#### [TASK LIST]
1 > In the server hardening text, at what time does the automatic reboot happen when a kernel upgrade requires it?
2 > List every SSH public key format that the server hardening text says the validation regex on `var.ssh_public_key` accepts.

[Opening TEXT BLOCK section]

4. **Compliance.** Most enterprise frameworks (SOC 2 CC6.1, ISO 27001 A.9.4.3) require keys to trace back to a named individual. Auto-generated, vendor-held keys fail this.
The validation regex on `var.ssh_public_key` accepts `ssh-rsa`, `ssh-ed25519`, and `ecdsa-sha2-nistp256` formats. Recommend `ssh-ed25519` from a YubiKey-resident key for production.
---
## OS hardening (cloud-init)
Both `cloudinit-control-plane.tftpl` and `cloudinit-worker.tftpl` apply the same baseline. Each item is a template-conditional driven by a variable so an operator can disable it for a short-lived test Sovereign.
| Item | Variable (default) | What happens |
|---|---|---|
| sshd drop-in | always on | `/etc/ssh/sshd_config.d/99-catalyst-hardening.conf` sets `PasswordAuthentication no`, `KbdInteractiveAuthentication no`, `PermitRootLogin prohibit-password`, disables forwarding, tightens `MaxAuthTries=3` and `LoginGraceTime=30`. The `ssh-rsa`/`ssh-ed25519` key Hetzner injects via `ssh_keys[]` is the only path in. |
| `unattended-upgrades` | `enable_unattended_upgrades=true` | Daily security-only upgrades on Ubuntu, restricted to the `*-security` pocket. Auto-reboot at 02:30 if a kernel upgrade requires it; the LB health check covers the ~60 s window. Removes unused kernels to keep `/boot` from filling. |
| `fail2ban` (sshd jail) | `enable_fail2ban=true` | Defence-in-depth in case `ssh_allowed_cidrs` is later widened. `maxretry=5`, `findtime=10m`, `bantime=1h`, systemd backend. |
The hardening explicitly does **not** include AppArmor profile authoring, kernel-module blacklisting, or a CIS Level-2 sweep. Those are a Phase-2 task delivered by a Kyverno policy + a privileged DaemonSet (`bp-cis-hardening`), not Phase-0 cloud-init.

[Closing TEXT BLOCK section]
[Opening DATA EXCERPTS section]

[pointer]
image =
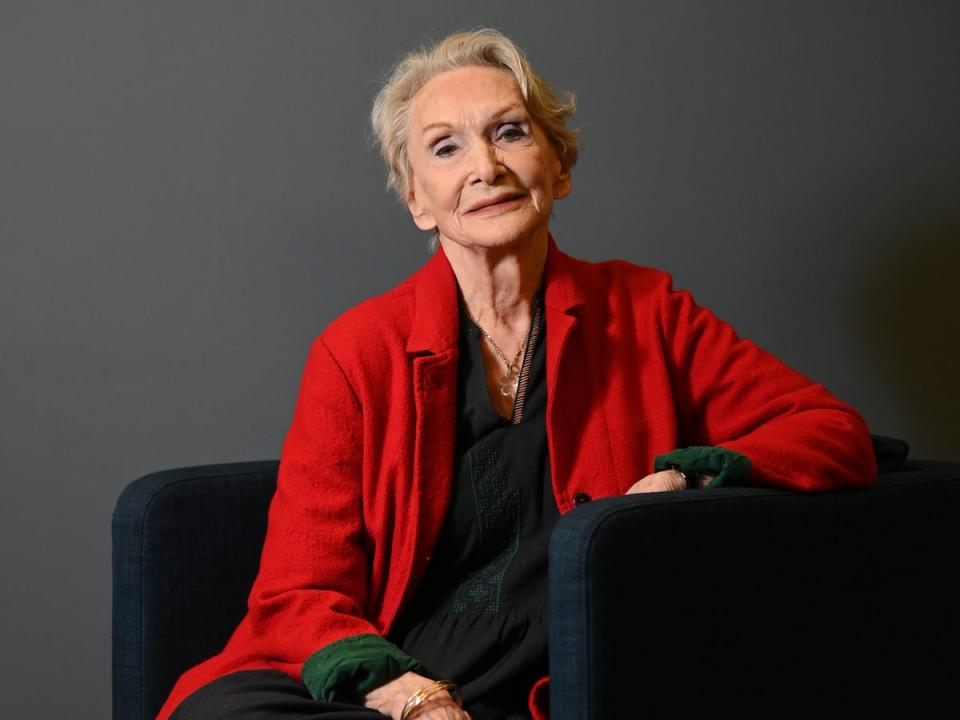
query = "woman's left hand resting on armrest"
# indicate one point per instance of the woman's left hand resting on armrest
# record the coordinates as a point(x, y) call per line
point(392, 696)
point(663, 481)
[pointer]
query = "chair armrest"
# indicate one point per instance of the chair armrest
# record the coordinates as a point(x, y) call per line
point(740, 597)
point(186, 546)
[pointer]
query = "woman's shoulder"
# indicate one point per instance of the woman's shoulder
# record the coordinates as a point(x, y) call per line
point(373, 325)
point(618, 278)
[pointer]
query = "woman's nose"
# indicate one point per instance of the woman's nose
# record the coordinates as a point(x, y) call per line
point(486, 163)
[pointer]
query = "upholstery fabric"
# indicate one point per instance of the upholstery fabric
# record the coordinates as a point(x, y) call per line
point(186, 545)
point(757, 601)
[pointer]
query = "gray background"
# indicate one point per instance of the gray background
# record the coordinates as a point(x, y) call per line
point(188, 194)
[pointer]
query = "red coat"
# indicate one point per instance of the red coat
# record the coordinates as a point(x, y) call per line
point(634, 369)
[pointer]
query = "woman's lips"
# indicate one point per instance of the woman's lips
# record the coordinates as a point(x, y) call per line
point(506, 203)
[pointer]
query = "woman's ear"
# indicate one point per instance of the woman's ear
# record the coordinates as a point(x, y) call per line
point(422, 217)
point(563, 182)
point(564, 185)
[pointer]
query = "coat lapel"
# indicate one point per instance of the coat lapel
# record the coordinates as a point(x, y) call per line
point(432, 349)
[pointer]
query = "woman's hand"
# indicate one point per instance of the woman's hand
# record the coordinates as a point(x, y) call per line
point(391, 697)
point(663, 481)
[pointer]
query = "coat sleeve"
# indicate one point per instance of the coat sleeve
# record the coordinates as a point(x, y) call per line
point(311, 588)
point(731, 393)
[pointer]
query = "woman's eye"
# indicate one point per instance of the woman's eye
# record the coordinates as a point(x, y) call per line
point(511, 131)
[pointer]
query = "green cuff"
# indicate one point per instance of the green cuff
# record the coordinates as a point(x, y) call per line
point(727, 466)
point(346, 670)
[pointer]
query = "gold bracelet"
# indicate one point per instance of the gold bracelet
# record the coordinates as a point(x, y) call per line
point(420, 697)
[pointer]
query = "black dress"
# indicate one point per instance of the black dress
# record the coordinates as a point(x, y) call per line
point(479, 615)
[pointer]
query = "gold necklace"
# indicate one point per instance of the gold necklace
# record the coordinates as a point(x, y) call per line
point(511, 380)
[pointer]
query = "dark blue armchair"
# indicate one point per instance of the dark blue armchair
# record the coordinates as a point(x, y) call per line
point(759, 601)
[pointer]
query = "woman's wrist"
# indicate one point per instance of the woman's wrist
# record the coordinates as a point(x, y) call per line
point(440, 691)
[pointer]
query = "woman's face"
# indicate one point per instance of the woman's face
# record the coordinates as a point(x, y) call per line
point(482, 172)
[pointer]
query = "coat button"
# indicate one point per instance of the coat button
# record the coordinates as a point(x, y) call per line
point(581, 498)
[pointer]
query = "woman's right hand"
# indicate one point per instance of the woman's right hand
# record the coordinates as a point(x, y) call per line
point(391, 697)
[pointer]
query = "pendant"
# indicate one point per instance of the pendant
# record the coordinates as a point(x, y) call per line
point(509, 382)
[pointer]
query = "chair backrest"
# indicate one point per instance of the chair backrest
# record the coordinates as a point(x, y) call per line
point(186, 548)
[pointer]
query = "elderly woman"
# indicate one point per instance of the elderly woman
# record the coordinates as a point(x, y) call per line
point(442, 428)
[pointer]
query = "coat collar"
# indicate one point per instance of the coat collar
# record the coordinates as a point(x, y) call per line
point(436, 304)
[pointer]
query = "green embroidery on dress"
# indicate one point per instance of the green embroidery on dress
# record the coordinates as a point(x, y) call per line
point(498, 528)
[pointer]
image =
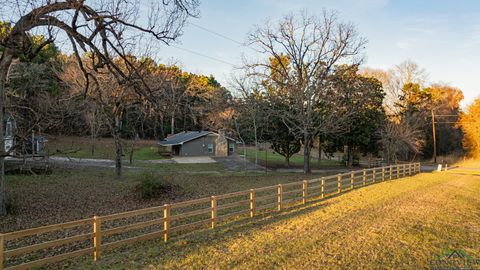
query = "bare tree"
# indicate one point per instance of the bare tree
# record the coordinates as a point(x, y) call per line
point(105, 29)
point(400, 138)
point(313, 45)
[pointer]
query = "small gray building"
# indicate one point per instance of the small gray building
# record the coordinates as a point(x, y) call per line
point(200, 143)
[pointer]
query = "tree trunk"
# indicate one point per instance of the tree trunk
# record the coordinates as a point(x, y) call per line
point(172, 124)
point(319, 149)
point(5, 62)
point(118, 148)
point(306, 154)
point(350, 156)
point(92, 136)
point(287, 161)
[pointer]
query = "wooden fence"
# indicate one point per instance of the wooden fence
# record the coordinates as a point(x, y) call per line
point(53, 243)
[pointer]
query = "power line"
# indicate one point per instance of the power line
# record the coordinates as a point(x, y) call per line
point(222, 36)
point(217, 34)
point(203, 55)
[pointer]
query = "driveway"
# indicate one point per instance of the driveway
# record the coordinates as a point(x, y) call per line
point(193, 160)
point(237, 163)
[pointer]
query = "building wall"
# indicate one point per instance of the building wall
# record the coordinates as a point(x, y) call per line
point(199, 146)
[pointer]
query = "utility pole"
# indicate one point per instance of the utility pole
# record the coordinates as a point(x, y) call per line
point(434, 139)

[Closing DATA EXCERPTS section]

#### [SOLUTIONS TO THE EXERCISE]
1 > 02:30

2 >
- `ssh-rsa`
- `ssh-ed25519`
- `ecdsa-sha2-nistp256`